- _Directives_
[a] Which languages did Neetu Chandra intend the dialogue of the film to use, according to the article about the film Deswa?
[b] Quote the article about the film Deswa word for word, everything from "Singh is a temporary" down to "his cruel employer.".
[c] What comes next in the article about the film Deswa? Write the continuation, starting after its final sentence.

Deswa () is a 2011 Indian Bhojpuri language film written and directed by Nitin Chandra. The film is a social drama - crime thriller Bhojpuri genre. The first film to be produced by actress Neetu Chandra. The film introduces new actors Ajay Kumar, Deepak Singh and Kranti Prakash Jha in lead roles along with critically acclaimed actor Pankaj Jha and Ashish Vidyarthi.
 
In 2010 Neetu Chandra had expressed a hope that it would move beyond the limited release that is common for Bhojpuri films and instead be seen throughout India and perhaps also abroad. She intends that the film would employ multilingual dialogue - Bhojpuri, English, Telugu and Hindi - as well as being dubbed into Tamil and Marathi in order to extend its appeal. She believ that "With Deswa, we would be redefining the very face of Bhojpuri cinema." 
Deswa is the first Bhojpuri film in 50 years to get selected at Indian Panorama section of International Film Festival of India, which was enough to support the vision of Neetu Chandra. Deswa was also invited by IIM - A and had selection at South Asian Film Festival, Habitat World Film Festival, Montage Film Festival, International Film Festival of Fiji, Bhojpuri Film Festival and latest was International Film Festival of South Asia (IFFSA), Toronto, Canada and it is still being invited at several National and International Film Festivals.
This film is a part of inaugural Bhojpuri Film Festival 2017 at Ahiri Fort Auditorium Delhi. Director Nitin Chandra is also taking part in this festival.

The film was screened in Patna, Bihar on 20 November 2011. This was attended by the cast and by politicians such as Nitish Kumar, the Chief Minister of the state. It received favourable reviews from critics at film festivals, such as the International Film Festival of India in Goa. It was also screened in South Asian Film Festival of India, Montage Film Festival, Habitat World Film Festival and International Film Festival of Fiji. The Hindi-language variant of this film was released in October 2015 under the name Once Upon A Time In Bihar.

Plot 
The film deals with contemporary issues affecting youths. It begins in 2005 with a student protest during the corrupt administration, intended to free the characters played by Ajay Kumar and Deepak Singh. The film goes in a flashback of these two prisoners.

Singh is a temporary Government teacher who twice passed the written entrance examination for the Indian Police Service but was not selected for employment. Kumar is a brilliant student but from a poor family, which meant that he could not afford the 200,000 bribe that was necessary in order to secure a job. He has a friend who is of a lower caste, which adds to his woes because the relationship caused friction with both his older brother and society generally. While Kumar needs money for the bribe and to pay a dowry on the marriage of his sister, his friend needs finance to start a roadside tea stall and so escape the need to continue working for his cruel employer.

- _Data excerpts_
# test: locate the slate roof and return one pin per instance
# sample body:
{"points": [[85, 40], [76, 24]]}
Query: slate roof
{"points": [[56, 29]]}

- _Solved problems_
[a] Bhojpuri, English, Telugu and Hindi

[b]
Singh is a temporary Government teacher who twice passed the written entrance examination for the Indian Police Service but was not selected for employment. Kumar is a brilliant student but from a poor family, which meant that he could not afford the 200,000 bribe that was necessary in order to secure a job. He has a friend who is of a lower caste, which adds to his woes because the relationship caused friction with both his older brother and society generally. While Kumar needs money for the bribe and to pay a dowry on the marriage of his sister, his friend needs finance to start a roadside tea stall and so escape the need to continue working for his cruel employer.

[c]
The young men plan the most unusual idea and, as the destiny would have, fail. Deswa is a 2-hour 10-minute film which will engage you through its picturesque cinematography, songs by the great Sonu Nigam, Shreya Ghoshal, Sunidhi Chauhan, Sharda Sinha, Bharat Sharma Vyas, Mika, Swanand Kirkire and a new singer from Bihar, Prabhakar Pandey and edge-of-the-seat thrilling scenes.

Cast
Ajay Kumar
Deepak Singh
Kranti Prakash Jha 
Arti Puri 
Neetu Chandra (Special Appearance in a folk dance choreographed by Ganesh Acharya.)

Soundtrack 
The soundtrack was released on the T-Series label and includes songs performed by singers such as Sonu Nigam, Sharda Sinha, Shreya Ghoshal, Mika and Sunidhi Chauhan. The music director is Ashutosh Singh.

Production
The film was filmed mostly in Bihar. Locations included Buxar district, Patna and Andhra Pradesh.

Reception
The film received good response at the time of token when release in  theatres. It was mainly released to make the film eligible for National Film Awards. A change in the screening times caused the audience numbers to rise. Nitin Chandra commented that "she is confident that the film would pick up gradually, although, apart from Neetu's dance number, it does not have any popular star, but great actors. The first day response during the trial screening was not that great probably because people prefer not too catch the morning show during winter". The whole idea is to release the film in both Hindi and Bhojpuri versions was taken later. The film also screened at the International Film Festival of India in Goa where it received favourable reviews from critics.

Despite an international presence of a Bhojpuri film, no one from the Bihar or film fraternity has come forward to get this film released.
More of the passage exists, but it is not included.